COMMENTARY: Suppose Monica met Jesus instead of Barbara?

c. 1999 Religion News Service (Eugene Kennedy, a longtime observer of the Roman Catholic Church, is professor emeritus of psychology at Loyola University in Chicago and author most recently of”My Brother Joseph, published by St. Martin Press.) UNDATED _ Suppose that, instead of Barbara Walters in front of 70 million, Monica had met Jesus by […]

c. 1999 Religion News Service

(Eugene Kennedy, a longtime observer of the Roman Catholic Church, is professor emeritus of psychology at Loyola University in Chicago and author most recently of”My Brother Joseph, published by St. Martin Press.)

UNDATED _ Suppose that, instead of Barbara Walters in front of 70 million, Monica had met Jesus by the well with nobody looking?


What would she have said? And what would he have said in return?

Monica, of course, would claim that she was miscast. She apparently thinks that she is one of the New Testament virgins instead of the woman taken in adultery. She did turn 18 _ note that I do not say”grew up”_ in Beverly Hills so her view of the Bible is that of Hollywood where Conversion means call Re-Write or get a Make-Over.

Monica is presently starring in the movie playing at every Multiplex. We’re all in the crowd scenes. It’s yet another sequel to”Frankenstein,”in which the hapless creature, wearing life-threatening layers of make-up, wanders loose, destroying her makers.

Monica is, therefore, more our Marilyn than our Magdalen, the daughter and prisoner of”Spin.”For her, life resembles a one car automobile accident more than a moral narrative. She is the prototype child of the Pro-Choice Age in which what you choose is irrelevant because making a choice is the value above all other values.

Monica is a revelation in her own life of the pervasive spiritual numbness that characterizes a Pro-Choice culture. What she chooses _ to seduce a president, get her nails done, have an abortion, lie as easily as tell the truth _ are equally morally vacuous. The culture ignores these concrete choices because it invests all morality in making the choice, irrespective of its nature or its effects. That leads to such pseudo-moral statements as Monica’s proud assertion that she is”in charge of her own sexuality.” What that gets you is Monica multiplied in thousands of sad stories all around us. She is the poster child for the countless young women alone behind lighted windows across the land, girls with weight and complexion problems, bedeviled by uncertainty, looking for clues in Cosmo for a happier existence. Their honest longings for the fullness of love are first corrupted, then manipulated by the Advertising/ Public Relations Complex that invented the phrase”Pro-Choice”to obscure permanently the moral tension in the underlying transaction.

• _Work required_
Translate this sentence from the commentary into Spanish: "Monica is presently starring in the movie playing at every Multiplex."

• _Record extracts_

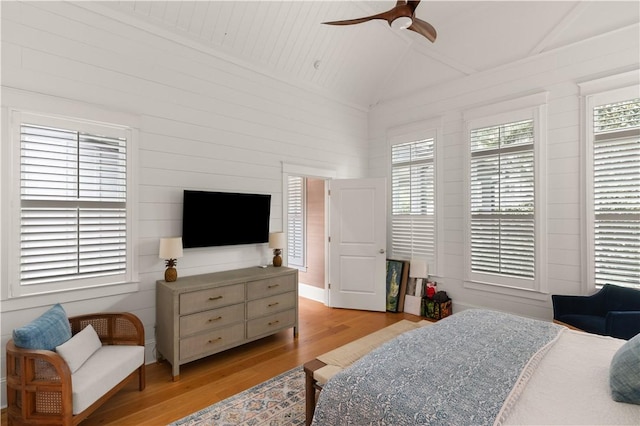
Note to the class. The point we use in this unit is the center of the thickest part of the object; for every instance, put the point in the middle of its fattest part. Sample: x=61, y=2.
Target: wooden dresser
x=201, y=315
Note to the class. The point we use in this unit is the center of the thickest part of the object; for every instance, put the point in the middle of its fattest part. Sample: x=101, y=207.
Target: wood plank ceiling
x=370, y=62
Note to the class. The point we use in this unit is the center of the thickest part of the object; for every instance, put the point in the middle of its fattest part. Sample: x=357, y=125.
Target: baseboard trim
x=311, y=292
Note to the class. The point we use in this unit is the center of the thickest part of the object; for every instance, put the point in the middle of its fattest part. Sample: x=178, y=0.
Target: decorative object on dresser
x=277, y=243
x=170, y=250
x=60, y=370
x=201, y=315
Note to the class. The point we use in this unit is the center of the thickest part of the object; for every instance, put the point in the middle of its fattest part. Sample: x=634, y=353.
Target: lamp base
x=170, y=274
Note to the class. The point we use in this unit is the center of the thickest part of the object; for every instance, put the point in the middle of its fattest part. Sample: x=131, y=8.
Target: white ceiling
x=366, y=63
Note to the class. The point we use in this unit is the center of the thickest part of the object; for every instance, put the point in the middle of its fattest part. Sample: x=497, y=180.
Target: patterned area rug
x=277, y=402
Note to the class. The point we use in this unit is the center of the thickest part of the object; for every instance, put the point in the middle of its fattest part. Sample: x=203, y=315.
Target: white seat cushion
x=107, y=367
x=79, y=348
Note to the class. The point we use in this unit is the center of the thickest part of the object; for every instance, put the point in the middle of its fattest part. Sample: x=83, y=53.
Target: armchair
x=612, y=311
x=40, y=389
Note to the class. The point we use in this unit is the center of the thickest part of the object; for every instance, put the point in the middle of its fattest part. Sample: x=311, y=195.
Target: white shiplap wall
x=557, y=73
x=204, y=122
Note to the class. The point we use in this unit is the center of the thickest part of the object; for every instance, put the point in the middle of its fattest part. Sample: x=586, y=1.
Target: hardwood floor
x=219, y=376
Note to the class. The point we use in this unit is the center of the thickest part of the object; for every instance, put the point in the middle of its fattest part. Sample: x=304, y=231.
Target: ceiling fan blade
x=424, y=29
x=413, y=4
x=385, y=16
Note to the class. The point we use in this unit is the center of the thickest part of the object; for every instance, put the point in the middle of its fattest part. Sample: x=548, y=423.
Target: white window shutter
x=502, y=200
x=616, y=193
x=73, y=205
x=295, y=221
x=413, y=200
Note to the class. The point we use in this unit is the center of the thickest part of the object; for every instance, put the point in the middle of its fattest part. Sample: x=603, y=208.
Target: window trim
x=606, y=90
x=14, y=295
x=526, y=107
x=428, y=128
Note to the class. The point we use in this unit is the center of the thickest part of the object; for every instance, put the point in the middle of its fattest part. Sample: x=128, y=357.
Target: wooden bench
x=325, y=366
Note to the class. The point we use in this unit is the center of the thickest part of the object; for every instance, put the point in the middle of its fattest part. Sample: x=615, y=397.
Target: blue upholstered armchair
x=612, y=311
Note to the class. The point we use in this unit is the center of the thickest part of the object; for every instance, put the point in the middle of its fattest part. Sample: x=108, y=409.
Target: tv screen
x=224, y=218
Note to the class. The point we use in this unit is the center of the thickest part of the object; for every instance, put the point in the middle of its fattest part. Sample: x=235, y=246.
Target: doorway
x=305, y=221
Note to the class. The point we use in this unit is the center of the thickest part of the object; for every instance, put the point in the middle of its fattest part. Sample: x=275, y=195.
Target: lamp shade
x=418, y=269
x=170, y=248
x=276, y=240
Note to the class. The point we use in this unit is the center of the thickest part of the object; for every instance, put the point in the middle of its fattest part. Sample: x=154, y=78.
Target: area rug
x=277, y=402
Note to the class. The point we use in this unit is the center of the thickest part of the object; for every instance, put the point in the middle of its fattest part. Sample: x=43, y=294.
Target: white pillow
x=79, y=348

• _Written solution_
Monica protagoniza actualmente la película que se proyecta en todos los multicines.